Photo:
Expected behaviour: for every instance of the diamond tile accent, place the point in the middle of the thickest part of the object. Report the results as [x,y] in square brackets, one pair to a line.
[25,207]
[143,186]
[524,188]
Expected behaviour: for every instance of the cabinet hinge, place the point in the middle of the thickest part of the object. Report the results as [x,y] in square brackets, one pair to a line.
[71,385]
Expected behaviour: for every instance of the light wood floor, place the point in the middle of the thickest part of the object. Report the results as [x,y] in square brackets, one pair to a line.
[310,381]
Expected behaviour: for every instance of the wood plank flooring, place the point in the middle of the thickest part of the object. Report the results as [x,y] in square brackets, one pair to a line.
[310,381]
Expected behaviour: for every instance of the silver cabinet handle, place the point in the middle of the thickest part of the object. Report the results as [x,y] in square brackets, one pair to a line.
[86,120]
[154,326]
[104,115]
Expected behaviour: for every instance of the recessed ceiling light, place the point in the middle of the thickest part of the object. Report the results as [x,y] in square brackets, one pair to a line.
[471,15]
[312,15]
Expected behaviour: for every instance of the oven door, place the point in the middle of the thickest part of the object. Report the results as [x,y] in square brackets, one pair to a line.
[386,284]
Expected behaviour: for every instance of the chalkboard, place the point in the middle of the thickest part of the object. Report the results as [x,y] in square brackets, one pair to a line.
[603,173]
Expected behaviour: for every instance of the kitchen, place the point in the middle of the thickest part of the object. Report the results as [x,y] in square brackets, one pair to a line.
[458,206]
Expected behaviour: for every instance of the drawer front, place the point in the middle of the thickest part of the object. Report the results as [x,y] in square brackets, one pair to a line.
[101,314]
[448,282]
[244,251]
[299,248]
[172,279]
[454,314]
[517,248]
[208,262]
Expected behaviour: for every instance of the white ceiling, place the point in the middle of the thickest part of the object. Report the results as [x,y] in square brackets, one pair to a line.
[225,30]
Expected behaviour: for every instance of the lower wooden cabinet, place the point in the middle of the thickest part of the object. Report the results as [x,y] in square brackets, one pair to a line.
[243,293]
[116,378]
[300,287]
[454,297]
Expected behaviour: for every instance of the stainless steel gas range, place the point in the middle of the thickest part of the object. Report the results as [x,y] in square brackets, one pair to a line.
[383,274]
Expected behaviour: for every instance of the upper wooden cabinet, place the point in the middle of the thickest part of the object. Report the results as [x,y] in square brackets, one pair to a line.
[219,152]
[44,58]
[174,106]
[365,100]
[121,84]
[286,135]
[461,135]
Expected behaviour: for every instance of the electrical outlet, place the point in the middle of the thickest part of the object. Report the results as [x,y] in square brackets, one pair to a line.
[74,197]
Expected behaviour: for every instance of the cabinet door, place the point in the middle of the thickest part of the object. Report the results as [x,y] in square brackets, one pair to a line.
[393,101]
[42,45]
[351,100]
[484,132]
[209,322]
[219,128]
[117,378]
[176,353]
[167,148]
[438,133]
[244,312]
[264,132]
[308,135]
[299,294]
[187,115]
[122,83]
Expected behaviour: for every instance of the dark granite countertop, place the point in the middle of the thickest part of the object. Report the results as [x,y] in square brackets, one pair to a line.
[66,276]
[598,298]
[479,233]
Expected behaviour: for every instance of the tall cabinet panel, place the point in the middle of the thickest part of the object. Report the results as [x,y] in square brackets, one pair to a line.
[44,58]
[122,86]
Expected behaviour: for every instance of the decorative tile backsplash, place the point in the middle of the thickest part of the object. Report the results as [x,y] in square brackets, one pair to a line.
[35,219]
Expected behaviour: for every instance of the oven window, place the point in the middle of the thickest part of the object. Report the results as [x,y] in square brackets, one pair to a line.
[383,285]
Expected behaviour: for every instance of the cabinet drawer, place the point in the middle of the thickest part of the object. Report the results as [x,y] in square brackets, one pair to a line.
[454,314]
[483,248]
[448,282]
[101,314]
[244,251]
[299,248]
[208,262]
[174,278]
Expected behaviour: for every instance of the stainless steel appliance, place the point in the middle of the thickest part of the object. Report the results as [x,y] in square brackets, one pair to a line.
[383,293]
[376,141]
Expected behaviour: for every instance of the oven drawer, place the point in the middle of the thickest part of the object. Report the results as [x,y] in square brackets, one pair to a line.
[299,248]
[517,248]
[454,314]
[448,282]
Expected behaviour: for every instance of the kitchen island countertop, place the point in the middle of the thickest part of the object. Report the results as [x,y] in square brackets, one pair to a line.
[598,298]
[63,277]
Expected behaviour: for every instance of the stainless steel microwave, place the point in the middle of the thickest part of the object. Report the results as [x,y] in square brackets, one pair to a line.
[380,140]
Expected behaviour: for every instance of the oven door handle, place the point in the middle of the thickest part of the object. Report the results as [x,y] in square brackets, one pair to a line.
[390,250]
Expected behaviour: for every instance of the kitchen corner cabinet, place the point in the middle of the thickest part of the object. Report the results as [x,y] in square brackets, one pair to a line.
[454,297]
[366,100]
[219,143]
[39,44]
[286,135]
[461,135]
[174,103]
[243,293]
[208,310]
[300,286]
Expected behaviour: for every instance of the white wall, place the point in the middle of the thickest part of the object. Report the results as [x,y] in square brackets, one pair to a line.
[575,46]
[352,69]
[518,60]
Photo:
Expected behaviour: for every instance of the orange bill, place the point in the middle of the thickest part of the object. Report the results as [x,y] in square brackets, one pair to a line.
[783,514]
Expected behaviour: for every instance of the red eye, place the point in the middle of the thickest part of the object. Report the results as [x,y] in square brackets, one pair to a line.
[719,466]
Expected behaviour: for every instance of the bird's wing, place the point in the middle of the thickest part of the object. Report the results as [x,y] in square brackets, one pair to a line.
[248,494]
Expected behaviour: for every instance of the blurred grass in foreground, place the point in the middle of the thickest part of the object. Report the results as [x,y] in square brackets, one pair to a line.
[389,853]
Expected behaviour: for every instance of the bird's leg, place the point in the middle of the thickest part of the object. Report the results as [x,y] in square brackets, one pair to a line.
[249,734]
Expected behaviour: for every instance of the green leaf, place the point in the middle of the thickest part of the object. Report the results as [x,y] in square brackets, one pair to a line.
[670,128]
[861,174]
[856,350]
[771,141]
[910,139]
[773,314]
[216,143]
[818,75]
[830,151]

EXERCISE DESCRIPTION -
Rewrite the data above, from the line containing "Expected behaviour: for every instance of the green" through the end of the data, as a JSON list of strings with one string per line. Leave out blank lines.

SOLUTION TO THIS EXERCISE -
[
  "Expected behaviour: for every instance of the green leaf, place the point in the middle of the thickest part of the object. Report the results as [x,y] in square brackets, one pair to a line.",
  "[670,128]",
  "[861,174]",
  "[856,350]",
  "[771,141]",
  "[910,139]",
  "[773,314]",
  "[216,143]",
  "[818,75]",
  "[830,151]"
]